Scan the records for lines with the word "street", and copy every such line.

[[ GIVEN INFORMATION open ]]

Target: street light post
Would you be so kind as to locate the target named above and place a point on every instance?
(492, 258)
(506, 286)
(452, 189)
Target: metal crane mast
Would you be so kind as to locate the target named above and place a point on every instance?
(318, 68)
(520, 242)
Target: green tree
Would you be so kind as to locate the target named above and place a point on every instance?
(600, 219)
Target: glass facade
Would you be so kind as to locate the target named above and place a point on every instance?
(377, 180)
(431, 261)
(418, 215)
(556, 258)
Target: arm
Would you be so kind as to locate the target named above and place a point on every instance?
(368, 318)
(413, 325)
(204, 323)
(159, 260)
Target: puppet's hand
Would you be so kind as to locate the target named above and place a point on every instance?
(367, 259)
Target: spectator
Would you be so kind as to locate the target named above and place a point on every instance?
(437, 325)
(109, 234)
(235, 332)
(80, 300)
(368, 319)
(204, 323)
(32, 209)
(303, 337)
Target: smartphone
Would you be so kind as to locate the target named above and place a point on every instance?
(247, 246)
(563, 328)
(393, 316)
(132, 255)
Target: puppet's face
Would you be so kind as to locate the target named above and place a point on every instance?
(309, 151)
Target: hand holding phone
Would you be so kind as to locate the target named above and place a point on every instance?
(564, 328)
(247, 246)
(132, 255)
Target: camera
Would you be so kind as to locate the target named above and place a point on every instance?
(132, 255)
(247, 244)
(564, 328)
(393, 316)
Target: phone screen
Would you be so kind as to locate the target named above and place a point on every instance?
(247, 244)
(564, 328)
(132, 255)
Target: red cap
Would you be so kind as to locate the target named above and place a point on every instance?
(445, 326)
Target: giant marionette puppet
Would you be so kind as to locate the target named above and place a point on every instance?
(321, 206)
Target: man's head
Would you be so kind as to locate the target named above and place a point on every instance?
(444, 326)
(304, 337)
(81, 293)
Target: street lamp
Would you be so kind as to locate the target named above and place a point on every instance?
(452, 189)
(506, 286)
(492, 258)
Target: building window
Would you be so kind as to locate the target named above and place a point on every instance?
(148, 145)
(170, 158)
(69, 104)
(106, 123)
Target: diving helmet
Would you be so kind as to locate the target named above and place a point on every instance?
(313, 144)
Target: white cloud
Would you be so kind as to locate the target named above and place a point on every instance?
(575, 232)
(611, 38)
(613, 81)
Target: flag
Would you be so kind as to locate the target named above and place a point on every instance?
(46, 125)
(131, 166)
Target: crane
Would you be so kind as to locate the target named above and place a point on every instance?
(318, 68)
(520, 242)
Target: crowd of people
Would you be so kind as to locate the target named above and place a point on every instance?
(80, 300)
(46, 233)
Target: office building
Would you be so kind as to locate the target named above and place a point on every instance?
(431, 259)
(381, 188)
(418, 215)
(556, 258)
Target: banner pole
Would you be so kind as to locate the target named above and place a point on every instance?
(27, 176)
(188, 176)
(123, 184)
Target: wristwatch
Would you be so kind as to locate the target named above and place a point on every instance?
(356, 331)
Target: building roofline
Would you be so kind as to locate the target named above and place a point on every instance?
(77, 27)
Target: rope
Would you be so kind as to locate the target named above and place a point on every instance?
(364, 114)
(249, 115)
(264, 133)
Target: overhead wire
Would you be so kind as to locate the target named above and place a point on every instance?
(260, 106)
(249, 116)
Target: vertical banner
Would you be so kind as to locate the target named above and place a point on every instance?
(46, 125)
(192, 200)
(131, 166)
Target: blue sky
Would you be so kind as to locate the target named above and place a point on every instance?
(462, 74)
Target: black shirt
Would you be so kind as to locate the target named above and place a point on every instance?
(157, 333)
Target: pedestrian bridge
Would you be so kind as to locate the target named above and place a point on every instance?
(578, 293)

[[ GIVEN INFORMATION closed ]]

• **COMPLETED EXERCISE**:
Target: street light post
Target: street lamp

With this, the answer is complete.